Entries for pointing at named objects:

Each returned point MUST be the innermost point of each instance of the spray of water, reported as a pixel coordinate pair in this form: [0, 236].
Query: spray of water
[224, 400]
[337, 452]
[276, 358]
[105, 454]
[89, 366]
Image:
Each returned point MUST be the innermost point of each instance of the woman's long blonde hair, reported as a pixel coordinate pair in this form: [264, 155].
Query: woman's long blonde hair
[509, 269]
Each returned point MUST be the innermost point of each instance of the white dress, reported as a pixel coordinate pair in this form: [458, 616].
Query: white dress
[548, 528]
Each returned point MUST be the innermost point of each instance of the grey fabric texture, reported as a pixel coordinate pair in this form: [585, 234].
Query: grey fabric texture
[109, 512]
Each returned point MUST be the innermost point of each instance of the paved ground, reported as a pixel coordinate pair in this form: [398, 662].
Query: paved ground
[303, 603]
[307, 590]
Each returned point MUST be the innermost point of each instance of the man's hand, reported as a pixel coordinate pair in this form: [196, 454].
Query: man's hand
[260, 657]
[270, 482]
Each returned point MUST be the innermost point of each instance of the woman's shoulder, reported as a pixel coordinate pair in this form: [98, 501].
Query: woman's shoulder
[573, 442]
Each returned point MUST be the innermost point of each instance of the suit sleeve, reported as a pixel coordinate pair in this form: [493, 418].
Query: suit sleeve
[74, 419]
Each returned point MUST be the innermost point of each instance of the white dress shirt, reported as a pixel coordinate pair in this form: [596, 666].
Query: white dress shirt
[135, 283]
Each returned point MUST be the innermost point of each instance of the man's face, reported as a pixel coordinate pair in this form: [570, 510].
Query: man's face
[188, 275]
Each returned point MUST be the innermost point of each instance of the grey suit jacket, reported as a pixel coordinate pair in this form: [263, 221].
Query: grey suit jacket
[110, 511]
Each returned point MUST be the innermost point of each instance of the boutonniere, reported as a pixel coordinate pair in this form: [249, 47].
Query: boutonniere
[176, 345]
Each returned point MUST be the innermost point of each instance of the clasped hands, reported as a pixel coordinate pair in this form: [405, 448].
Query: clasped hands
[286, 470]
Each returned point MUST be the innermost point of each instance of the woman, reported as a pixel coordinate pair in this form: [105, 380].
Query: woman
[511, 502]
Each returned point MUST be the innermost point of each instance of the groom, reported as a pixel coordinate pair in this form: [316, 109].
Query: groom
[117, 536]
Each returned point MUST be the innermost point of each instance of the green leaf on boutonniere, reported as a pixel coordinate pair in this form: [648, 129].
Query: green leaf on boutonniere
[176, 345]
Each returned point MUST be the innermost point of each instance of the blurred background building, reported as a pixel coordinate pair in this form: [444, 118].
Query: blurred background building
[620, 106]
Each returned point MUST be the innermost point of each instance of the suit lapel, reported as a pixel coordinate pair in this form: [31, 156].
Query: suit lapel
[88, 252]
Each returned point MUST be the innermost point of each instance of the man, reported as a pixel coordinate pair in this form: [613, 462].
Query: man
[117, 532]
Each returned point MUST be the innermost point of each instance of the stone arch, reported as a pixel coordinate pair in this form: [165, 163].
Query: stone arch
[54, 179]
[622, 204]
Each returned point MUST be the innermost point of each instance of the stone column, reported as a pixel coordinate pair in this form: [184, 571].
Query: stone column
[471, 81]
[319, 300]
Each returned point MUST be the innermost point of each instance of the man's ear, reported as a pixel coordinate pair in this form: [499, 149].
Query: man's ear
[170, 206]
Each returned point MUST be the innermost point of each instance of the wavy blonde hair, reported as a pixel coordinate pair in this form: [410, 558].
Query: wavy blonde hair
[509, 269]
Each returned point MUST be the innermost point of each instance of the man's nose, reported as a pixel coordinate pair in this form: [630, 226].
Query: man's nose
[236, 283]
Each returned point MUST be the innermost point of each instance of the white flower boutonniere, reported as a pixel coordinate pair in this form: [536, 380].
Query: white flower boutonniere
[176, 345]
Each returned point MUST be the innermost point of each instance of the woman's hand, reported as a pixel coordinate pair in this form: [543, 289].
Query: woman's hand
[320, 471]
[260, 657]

---

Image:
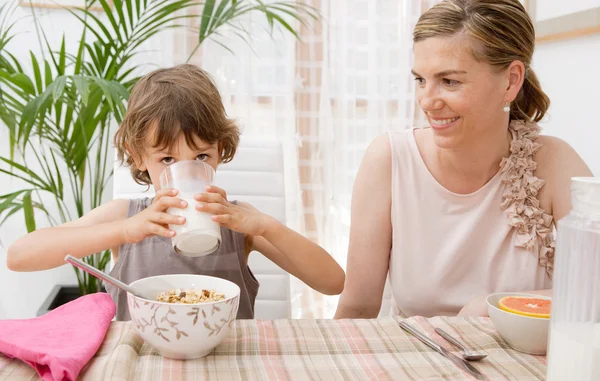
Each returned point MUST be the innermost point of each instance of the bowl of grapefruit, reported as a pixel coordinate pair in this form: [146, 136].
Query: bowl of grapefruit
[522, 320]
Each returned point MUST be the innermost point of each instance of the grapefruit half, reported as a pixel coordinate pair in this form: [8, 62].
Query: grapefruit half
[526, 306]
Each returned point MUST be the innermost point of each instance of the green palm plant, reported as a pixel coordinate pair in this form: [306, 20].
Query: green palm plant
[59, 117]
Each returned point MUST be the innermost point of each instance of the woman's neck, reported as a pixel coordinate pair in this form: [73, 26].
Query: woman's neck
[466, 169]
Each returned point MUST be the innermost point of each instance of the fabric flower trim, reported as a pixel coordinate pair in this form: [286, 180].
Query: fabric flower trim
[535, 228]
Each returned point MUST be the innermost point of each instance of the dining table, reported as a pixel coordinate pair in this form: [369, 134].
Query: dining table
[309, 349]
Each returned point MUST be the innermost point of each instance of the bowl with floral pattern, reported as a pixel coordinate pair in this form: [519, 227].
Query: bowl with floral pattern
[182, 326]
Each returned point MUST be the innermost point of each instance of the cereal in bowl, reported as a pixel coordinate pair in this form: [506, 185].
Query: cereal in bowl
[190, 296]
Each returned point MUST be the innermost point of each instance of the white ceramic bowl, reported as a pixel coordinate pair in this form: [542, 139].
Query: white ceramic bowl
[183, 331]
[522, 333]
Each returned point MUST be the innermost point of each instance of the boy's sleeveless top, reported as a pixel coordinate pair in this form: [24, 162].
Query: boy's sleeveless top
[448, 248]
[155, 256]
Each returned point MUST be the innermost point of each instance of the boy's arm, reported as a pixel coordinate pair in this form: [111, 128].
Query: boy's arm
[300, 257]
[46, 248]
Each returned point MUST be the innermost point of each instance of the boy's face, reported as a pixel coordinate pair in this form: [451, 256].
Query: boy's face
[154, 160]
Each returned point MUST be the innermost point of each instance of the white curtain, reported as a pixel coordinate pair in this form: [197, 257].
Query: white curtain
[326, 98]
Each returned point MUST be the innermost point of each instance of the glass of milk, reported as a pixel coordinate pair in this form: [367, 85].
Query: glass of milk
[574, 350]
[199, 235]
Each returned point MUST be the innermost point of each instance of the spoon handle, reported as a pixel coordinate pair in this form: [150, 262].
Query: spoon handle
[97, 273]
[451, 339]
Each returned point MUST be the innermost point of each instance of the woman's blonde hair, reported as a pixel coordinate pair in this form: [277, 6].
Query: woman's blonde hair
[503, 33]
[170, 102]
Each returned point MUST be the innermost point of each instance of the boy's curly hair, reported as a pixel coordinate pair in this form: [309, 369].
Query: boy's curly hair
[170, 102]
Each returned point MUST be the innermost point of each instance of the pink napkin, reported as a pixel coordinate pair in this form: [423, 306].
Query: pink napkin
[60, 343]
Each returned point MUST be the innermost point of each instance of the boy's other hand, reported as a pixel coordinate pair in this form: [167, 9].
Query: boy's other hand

- Challenge -
Tally how many lines of the records above contain the word "column". Reply with only the number.

- Written response -
2